- [Problem A]
Answer these questions about the passage on grit:
(i) In which city was Duckworth teaching when she became obsessed with why some students succeed?
(ii) What research question does the passage say was always the same?
(iii) To whom did Duckworth give grit questionnaires?

- [Selected excerpt]

When Angela Lee Duckworth was a young teacher in New York, she became obsessed with something seemingly simple yet remarkably hard to predict: why did some students "succeed" (learn the material and perform well), while others didn't? Why did certain smart kids fail to learn hard concepts, while certain less talented kids got them?
She took this inquiry with her to graduate school, where she and her team started studying both children and adults in challenging settings. As she explained in her TED talk, the research question was always the same:
"Who is successful here, and why?"
As it turned out, there was an answer. One trait rose above all others. In contexts as disparate as West Point, the National Spelling Bee, private companies, and low-income schools, the one characteristic that emerged as highly predictive of success wasn't IQ. It wasn't social intelligence, nor was it good looks, physical health, or socioeconomic status.
What was it?
As Duckworth defines it, grit is, "passion and perseverance for long-term projects; having stamina; sticking with your future, day in, day out ... and working really hard to make that future a reality." (my emphasis)
In other words, grit is tenacity. It's the ability to stay connected to a goal, even when that goal is far away or there are setbacks.
It's the tortoise and the hare, in real life.
Once grit was identified, more research revealed just how critical it is: Duckworth gave thousands of Chicago public school high school juniors grit questionnaires, then waited a year to see what happened.
It turned out grittier kids were significantly more likely graduate (an event that leads to more earnings, more professional possibilities, and higher self-esteem)--even when Duckworth factored in everything she could measure, like family income, standardized test scores, and how safe a child felt at school.

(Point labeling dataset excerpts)

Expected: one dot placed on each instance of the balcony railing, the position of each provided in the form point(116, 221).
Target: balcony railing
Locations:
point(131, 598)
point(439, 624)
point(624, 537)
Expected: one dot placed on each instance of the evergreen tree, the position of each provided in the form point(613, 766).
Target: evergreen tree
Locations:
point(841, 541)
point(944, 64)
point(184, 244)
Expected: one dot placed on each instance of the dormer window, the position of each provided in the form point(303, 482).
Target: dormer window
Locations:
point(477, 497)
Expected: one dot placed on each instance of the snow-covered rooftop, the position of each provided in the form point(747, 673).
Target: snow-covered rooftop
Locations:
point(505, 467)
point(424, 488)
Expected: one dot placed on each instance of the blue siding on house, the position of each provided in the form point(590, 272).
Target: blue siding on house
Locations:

---

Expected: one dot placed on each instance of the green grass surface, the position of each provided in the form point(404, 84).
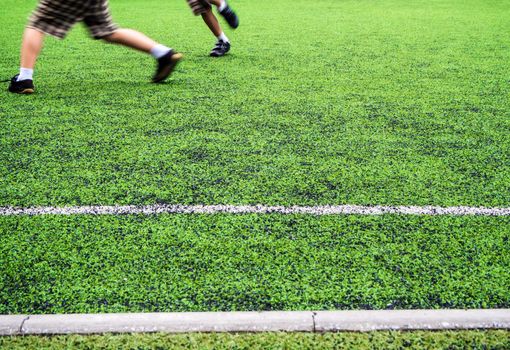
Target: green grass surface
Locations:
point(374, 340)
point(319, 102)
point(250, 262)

- [Problem B] Lay out part of the listing as a Markdown table with the columns n and Line, one numbered row per line and no blank lines. Begin at the line of the listing that has "Expected: one dot placed on each instance of the evergreen", and stop after the line that has "point(424, 488)".

- [Solution A]
(i) New York
(ii) "Who is successful here, and why?"
(iii) Thousands of Chicago public school high school juniors

- [Solution B]
| n | Line |
|---|---|
| 1 | Expected: one dot placed on each instance of the evergreen tree, the position of each provided in the form point(613, 766). |
| 2 | Target: evergreen tree |
| 3 | Locations: |
| 4 | point(841, 541) |
| 5 | point(944, 64) |
| 6 | point(184, 244) |
| 7 | Expected: one dot placed on each instance of the dormer window, the position of each provided in the form point(303, 482). |
| 8 | Target: dormer window |
| 9 | Locations: |
| 10 | point(477, 497) |
| 11 | Expected: one dot placed on each instance of the snow-covered rooftop, the position of each provided in the form point(747, 673). |
| 12 | Target: snow-covered rooftop |
| 13 | Locations: |
| 14 | point(505, 467) |
| 15 | point(424, 488) |